■ **Aim of the exercise**
Can you echo back the records below, word for word, from the line with "Keypoint guideline: for each instance of the man's nose" up to and including the line with "(1035, 433)"?

====

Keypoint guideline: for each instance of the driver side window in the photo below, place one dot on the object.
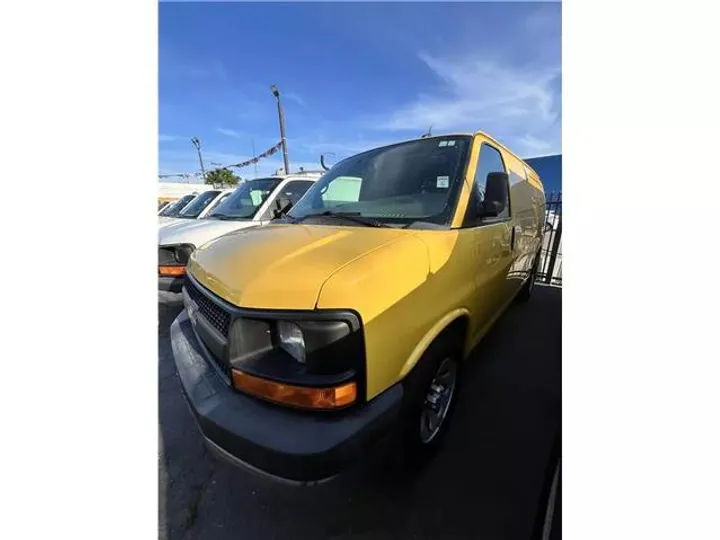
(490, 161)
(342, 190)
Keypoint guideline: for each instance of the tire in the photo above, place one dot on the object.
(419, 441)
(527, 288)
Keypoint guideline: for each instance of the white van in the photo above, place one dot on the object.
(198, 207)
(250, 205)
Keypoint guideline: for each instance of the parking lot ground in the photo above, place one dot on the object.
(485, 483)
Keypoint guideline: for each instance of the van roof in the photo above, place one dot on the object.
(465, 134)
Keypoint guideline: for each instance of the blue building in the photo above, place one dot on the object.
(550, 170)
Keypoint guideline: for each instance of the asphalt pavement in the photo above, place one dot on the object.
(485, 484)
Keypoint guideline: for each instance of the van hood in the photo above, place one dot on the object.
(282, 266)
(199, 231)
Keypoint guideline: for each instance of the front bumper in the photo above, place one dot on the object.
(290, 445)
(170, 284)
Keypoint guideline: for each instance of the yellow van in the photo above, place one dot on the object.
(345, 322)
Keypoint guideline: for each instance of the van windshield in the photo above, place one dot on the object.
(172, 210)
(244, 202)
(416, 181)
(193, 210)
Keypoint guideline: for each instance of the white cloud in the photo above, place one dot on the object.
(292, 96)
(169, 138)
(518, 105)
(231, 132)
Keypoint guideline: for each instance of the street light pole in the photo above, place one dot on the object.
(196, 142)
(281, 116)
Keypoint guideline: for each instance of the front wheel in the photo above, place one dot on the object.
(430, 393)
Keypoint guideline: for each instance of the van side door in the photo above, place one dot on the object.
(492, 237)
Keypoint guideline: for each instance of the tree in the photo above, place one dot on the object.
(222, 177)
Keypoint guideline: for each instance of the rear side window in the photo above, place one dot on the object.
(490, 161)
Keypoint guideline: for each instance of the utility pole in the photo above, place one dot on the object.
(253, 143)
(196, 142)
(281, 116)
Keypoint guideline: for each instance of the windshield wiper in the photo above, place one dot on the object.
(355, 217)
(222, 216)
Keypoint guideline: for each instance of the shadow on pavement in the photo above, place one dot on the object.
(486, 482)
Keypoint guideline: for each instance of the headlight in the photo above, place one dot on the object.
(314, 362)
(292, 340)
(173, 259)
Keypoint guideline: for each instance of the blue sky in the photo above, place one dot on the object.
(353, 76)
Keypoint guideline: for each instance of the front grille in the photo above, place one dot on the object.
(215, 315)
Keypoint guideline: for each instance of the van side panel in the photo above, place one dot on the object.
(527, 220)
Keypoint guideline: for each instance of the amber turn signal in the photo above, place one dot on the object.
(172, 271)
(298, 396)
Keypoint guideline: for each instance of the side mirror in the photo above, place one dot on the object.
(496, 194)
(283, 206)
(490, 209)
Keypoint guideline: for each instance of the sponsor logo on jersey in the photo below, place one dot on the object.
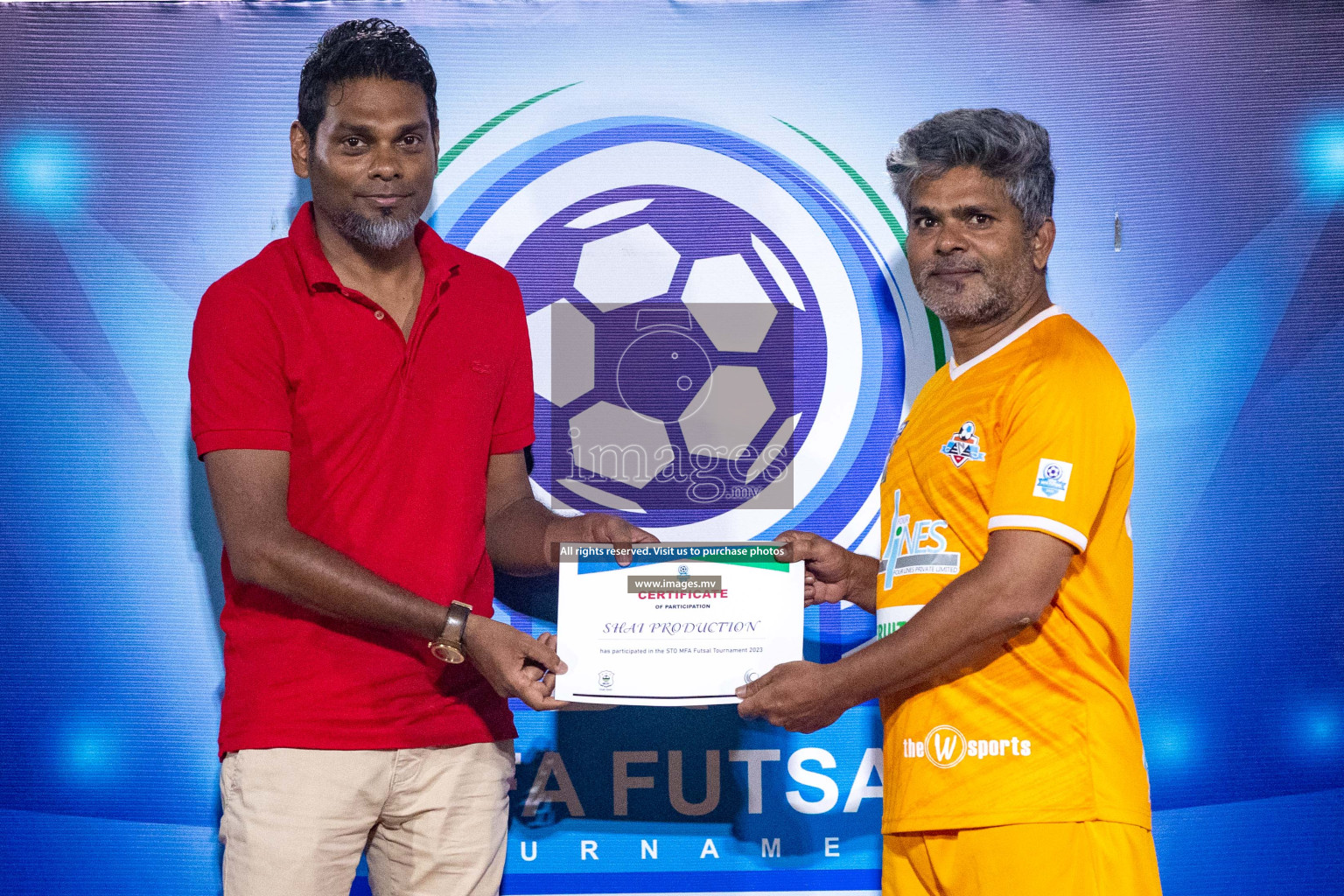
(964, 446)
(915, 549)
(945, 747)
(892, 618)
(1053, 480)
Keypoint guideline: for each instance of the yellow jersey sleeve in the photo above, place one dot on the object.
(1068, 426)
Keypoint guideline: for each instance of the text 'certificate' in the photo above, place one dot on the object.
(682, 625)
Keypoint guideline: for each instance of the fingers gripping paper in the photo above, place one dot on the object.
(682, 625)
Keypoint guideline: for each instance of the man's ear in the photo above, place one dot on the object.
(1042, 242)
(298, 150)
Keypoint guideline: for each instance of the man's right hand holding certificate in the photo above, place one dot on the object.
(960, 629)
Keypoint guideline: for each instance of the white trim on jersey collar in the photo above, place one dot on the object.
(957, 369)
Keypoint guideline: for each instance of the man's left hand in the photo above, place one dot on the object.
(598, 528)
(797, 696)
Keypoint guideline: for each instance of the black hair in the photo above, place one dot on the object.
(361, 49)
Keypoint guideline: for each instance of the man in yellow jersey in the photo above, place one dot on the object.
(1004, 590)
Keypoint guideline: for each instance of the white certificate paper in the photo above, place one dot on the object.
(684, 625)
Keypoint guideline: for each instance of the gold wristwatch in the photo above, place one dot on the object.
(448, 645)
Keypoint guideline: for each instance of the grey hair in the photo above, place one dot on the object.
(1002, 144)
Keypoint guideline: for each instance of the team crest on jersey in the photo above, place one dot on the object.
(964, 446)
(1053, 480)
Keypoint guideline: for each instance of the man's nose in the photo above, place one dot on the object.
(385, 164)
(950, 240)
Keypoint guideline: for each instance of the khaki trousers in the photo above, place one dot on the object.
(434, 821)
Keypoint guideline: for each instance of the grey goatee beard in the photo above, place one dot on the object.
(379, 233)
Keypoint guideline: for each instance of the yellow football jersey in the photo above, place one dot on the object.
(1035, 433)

====

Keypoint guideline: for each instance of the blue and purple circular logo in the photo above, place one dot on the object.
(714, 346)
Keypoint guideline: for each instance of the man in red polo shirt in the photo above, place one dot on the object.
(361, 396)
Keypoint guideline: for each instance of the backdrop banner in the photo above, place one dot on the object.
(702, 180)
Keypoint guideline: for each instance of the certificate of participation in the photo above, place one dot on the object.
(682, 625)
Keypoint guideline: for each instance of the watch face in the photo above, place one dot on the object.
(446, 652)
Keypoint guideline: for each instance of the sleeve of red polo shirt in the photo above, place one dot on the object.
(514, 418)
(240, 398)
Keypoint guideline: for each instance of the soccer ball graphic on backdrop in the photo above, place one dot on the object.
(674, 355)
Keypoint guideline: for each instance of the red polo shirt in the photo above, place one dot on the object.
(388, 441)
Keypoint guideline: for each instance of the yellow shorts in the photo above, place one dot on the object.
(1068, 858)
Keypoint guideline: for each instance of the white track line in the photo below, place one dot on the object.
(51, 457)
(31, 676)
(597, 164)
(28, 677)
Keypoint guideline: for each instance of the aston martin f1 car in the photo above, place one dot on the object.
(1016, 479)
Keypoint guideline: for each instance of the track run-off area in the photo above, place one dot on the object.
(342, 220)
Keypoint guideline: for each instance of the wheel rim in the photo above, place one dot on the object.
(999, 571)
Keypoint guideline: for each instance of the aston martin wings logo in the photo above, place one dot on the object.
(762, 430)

====

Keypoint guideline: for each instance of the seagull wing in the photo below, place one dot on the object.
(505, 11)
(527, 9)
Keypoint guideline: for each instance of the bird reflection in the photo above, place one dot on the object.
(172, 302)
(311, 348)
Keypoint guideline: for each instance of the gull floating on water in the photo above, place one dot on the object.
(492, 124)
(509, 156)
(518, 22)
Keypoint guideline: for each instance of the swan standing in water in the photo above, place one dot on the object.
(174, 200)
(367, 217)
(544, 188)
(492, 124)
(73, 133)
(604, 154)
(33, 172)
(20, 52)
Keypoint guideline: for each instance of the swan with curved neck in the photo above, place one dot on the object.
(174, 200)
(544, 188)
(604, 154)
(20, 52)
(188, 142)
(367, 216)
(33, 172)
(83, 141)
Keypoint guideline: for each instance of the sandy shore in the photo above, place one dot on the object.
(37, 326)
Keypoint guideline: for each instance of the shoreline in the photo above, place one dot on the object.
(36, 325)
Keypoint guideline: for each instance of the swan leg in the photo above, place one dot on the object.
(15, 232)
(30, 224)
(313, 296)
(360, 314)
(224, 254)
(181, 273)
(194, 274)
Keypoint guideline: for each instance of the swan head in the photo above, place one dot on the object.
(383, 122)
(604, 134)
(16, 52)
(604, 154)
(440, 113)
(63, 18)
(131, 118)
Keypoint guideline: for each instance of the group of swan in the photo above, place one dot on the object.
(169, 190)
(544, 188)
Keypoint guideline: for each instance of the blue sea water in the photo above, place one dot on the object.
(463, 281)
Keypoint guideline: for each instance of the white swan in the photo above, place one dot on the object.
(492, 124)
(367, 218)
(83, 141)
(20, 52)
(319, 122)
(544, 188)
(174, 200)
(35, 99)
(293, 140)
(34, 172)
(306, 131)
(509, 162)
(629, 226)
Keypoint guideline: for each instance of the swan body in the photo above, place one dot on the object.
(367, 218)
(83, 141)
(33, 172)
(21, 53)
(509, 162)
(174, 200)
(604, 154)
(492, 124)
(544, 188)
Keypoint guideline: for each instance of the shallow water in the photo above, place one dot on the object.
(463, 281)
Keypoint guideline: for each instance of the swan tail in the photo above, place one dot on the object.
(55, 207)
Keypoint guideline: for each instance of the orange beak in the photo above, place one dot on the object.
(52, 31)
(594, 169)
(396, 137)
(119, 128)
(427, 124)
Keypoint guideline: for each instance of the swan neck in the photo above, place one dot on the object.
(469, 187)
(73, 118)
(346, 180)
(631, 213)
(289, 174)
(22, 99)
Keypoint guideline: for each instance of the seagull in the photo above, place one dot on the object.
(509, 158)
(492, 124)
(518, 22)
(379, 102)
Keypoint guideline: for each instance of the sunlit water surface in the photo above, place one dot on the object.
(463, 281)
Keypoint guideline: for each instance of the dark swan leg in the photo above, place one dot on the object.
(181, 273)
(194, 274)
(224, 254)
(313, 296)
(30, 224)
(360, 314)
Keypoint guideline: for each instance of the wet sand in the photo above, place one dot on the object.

====

■ **Response for this exercise**
Keypoint guideline: for each instance of the man's nose in the photo above, place one dot on the object.
(385, 164)
(950, 240)
Keypoint guideline: for each instance of the khaki trousers in the photo above, place one dot on the object.
(434, 821)
Keypoint guideline: for each instance of the grey goatee beard in the photo above, place one dot on the object.
(379, 233)
Keypoint guideline: for each instance of the yellow football jersey in the photo above, place one dot on the object.
(1035, 433)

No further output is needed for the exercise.